[[ EXERCISE TEXT, beginning ]]

People with multiple sclerosis (MS) rarely get the opportunity to talk to the people who design their medications. But a new collaboration is providing that opportunity to a few of us.
The Accelerated Cure Project for Multiple Sclerosis (ACP) and pharmaceutical manufacturer EMD Serono have begun working together to include patient perspectives as the pharma company develops and evaluates new MS medications.
For the past few years, ACP has produced an online research survey known as iConquerMS. Patients share information about their MS symptoms and experiences with researchers. They also suggest questions for researchers to investigate. From the group of more than 4,600 people with MS who’ve participated in the iConquerMS surveys, eight have been selected to serve on what they’re calling a Patient-Focused Drug Development (PFDD) initiative. (More patients may be added to this small group later.)
The PFDD recently had its first meeting with the EMD people and provided input on a clinical trial that’s in the late stages of being drafted. Accelerated Cure Project COO Sara Loud tells me that specific input was being sought “regarding what’s of interest to people living with MS.” Loud says the patient group will continue to work with EMD for about a year, until the clinical trial begins.
“Those of us living with multiple sclerosis have the most valuable understanding of what matters most when it comes to treatment of this condition,” says iConquerMS’ co-principal investigator and lead patient representative Laura Kolaczkowski, who also is a fellow columnist here at Multiple Sclerosis News Today. “The collaboration between the iConquerMS initiative and EMD Serono is an important opportunity for our collective voices and insights to be heard and to drive real progress in research, drug development, and ultimately in the fight against MS.”
It’s a slow process
Where are things headed?
Sara Loud wrote to me that, “It’s clear that there is a great need and interest with EMD Serono in particular and industry at large to include the perspectives of people living with MS in their work.”
She’s right about her first observation. There is a great need. But I’d like to see pharma companies show a lot more interest.

[[ EXERCISE TEXT, end ]]
[[ ENTRIES SUPPLIED, beginning ]]

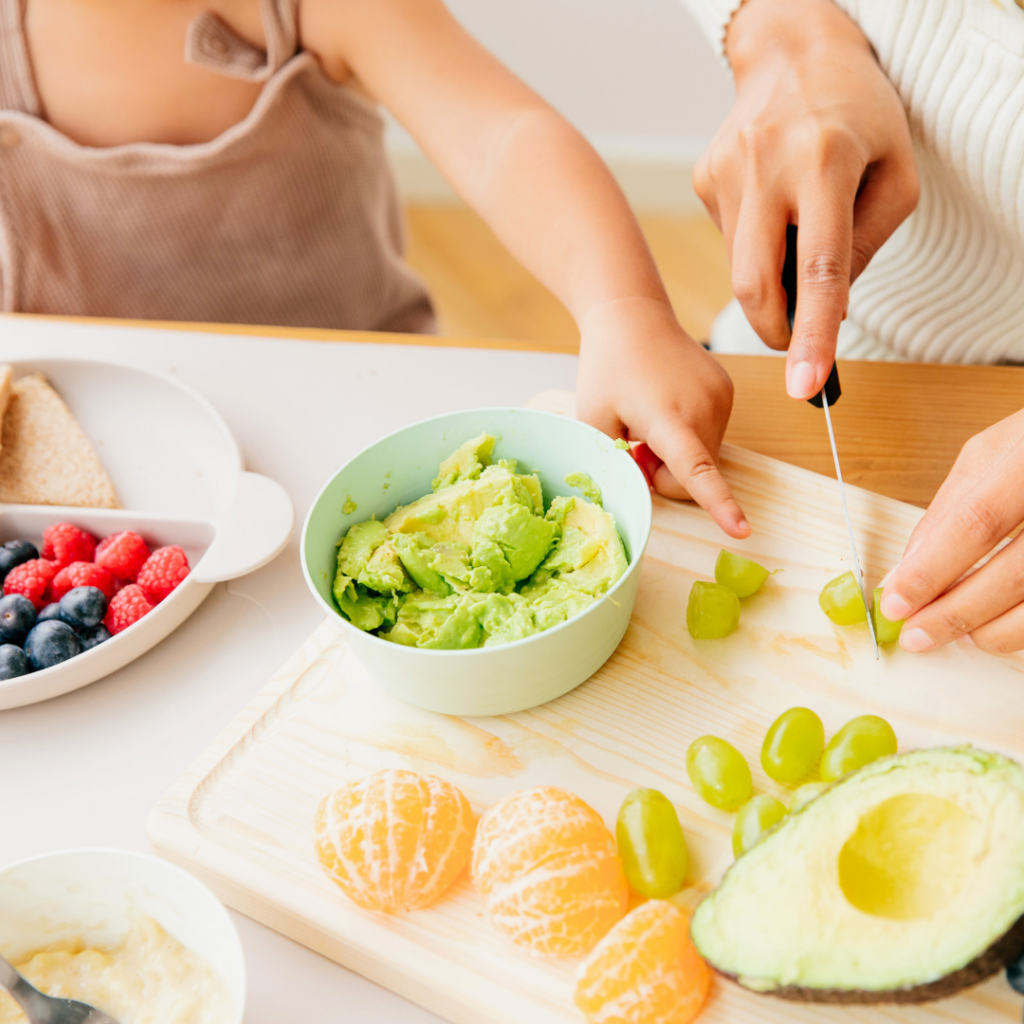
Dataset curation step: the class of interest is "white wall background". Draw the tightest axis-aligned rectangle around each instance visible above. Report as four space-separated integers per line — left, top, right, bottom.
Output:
389 0 733 210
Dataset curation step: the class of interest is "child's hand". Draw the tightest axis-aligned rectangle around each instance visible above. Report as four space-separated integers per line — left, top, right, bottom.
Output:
577 298 751 538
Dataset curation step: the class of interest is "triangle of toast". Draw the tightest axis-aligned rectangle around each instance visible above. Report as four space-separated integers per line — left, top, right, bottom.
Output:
0 367 121 509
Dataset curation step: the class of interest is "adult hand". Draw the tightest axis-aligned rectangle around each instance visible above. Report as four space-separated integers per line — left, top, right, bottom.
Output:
882 411 1024 653
693 0 918 398
577 299 751 538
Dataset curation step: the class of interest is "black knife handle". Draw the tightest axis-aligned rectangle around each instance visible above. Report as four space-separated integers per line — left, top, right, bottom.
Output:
782 224 843 409
807 362 843 409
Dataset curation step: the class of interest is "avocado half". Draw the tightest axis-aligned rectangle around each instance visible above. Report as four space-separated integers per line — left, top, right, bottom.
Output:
691 748 1024 1002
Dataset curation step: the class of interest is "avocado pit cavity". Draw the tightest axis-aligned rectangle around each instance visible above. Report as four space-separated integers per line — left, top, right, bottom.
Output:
839 793 978 921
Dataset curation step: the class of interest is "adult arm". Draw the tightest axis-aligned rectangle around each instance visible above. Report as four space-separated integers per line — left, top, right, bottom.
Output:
689 0 918 398
882 412 1024 653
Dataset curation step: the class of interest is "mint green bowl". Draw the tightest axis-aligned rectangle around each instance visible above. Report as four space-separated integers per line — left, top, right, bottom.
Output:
301 409 651 716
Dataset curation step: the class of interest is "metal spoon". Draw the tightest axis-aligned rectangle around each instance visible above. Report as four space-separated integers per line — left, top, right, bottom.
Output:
0 956 118 1024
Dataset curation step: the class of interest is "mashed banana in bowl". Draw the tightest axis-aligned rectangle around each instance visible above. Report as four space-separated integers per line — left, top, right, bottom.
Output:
0 914 233 1024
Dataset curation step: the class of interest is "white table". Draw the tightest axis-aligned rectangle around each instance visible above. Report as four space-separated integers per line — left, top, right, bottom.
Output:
0 319 577 1024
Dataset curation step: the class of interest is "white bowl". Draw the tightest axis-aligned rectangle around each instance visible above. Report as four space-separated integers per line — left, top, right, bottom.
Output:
300 409 651 716
0 850 246 1024
0 359 295 710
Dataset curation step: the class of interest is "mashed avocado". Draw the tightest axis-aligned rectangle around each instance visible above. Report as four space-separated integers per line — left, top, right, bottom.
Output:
334 434 627 650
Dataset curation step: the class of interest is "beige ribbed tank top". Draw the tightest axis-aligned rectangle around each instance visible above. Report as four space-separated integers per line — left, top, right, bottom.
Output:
0 0 434 332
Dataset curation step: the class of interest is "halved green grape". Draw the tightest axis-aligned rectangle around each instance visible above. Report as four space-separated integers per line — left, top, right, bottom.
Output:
615 790 686 899
761 708 825 782
686 736 753 811
818 572 867 626
715 548 771 597
686 580 739 640
871 587 903 643
821 715 896 782
790 782 831 814
732 794 790 857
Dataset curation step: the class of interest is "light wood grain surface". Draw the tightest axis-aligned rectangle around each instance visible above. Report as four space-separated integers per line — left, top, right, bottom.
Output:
148 438 1024 1024
7 314 1024 508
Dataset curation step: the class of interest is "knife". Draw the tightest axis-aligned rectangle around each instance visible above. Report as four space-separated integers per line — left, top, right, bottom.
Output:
782 224 879 660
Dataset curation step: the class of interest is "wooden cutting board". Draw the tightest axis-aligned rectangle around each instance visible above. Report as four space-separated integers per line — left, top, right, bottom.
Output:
148 395 1024 1024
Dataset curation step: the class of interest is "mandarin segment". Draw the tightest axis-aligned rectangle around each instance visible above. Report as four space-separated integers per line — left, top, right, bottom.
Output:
575 900 711 1024
472 786 629 956
314 769 475 911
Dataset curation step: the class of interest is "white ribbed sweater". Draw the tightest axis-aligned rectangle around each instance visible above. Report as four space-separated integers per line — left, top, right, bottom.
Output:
683 0 1024 362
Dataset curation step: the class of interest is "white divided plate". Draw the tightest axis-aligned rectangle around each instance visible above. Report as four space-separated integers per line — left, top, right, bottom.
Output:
0 359 295 710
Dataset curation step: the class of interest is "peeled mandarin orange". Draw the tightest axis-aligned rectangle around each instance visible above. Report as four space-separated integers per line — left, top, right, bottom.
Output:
575 899 711 1024
472 786 629 956
315 770 475 910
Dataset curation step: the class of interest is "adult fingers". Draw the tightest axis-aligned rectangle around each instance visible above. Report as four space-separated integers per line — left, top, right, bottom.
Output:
882 441 1024 620
850 153 919 284
732 188 790 350
647 427 751 539
886 412 1024 581
785 162 860 398
901 456 978 565
692 151 722 230
899 540 1024 652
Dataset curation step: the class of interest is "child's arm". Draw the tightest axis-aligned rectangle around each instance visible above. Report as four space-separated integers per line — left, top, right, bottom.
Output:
300 0 750 537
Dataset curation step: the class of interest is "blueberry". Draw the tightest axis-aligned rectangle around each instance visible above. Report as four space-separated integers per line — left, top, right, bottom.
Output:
1007 953 1024 995
0 593 36 647
58 587 106 630
75 623 111 650
36 601 60 623
0 541 39 583
25 622 82 669
0 643 32 679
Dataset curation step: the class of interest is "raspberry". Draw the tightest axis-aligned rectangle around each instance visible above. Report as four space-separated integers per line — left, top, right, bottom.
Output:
53 562 117 601
103 583 154 636
96 529 150 583
41 522 96 569
135 544 188 604
3 558 57 611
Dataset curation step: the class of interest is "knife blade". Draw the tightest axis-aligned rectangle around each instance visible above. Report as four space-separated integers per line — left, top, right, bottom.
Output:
782 224 880 660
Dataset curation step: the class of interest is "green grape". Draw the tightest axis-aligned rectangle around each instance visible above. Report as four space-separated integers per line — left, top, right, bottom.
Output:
732 795 790 857
821 715 896 782
761 708 825 782
715 548 771 597
615 790 686 899
871 587 903 643
686 580 739 640
818 572 867 626
686 736 753 811
790 782 831 814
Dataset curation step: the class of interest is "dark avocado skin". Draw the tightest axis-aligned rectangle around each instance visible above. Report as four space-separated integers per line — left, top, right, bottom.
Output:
711 915 1024 1006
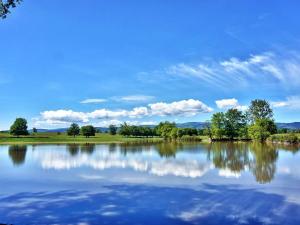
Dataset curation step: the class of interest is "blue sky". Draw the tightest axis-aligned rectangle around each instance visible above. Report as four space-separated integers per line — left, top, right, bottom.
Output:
0 0 300 129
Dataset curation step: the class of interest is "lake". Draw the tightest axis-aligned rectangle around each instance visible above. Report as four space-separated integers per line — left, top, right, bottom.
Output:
0 143 300 225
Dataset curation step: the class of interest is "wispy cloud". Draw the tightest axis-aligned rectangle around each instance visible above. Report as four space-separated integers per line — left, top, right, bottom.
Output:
114 95 154 102
271 96 300 109
146 51 300 87
216 98 248 110
80 98 107 104
34 99 213 125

[[ ENTRIES SUPPLIED, end ]]

→ **QUESTIONS**
1. Do these statements agree with the column? For each, answer yes or no and quote the deciding words.
(a) More than 4,600 people with MS have taken part in the iConquerMS surveys.
(b) Twelve survey participants were chosen for the Patient-Focused Drug Development initiative.
(c) The patient group is expected to work with EMD for about two years.
2. Answer each question from the column:
(a) Who is the COO of the Accelerated Cure Project?
(b) What roles does Laura Kolaczkowski hold with iConquerMS?
(c) What would the writer like to see from pharma companies?

→ **OUTPUTS BY TASK**
1.
(a) Yes: "From the group of more than 4,600 people with MS who’ve participated in the iConquerMS surveys"
(b) No: "eight have been selected to serve on what they’re calling a Patient-Focused Drug Development (PFDD) initiative"
(c) No: "the patient group will continue to work with EMD for about a year, until the clinical trial begins"

2.
(a) Sara Loud
(b) Co-principal investigator and lead patient representative
(c) A lot more interest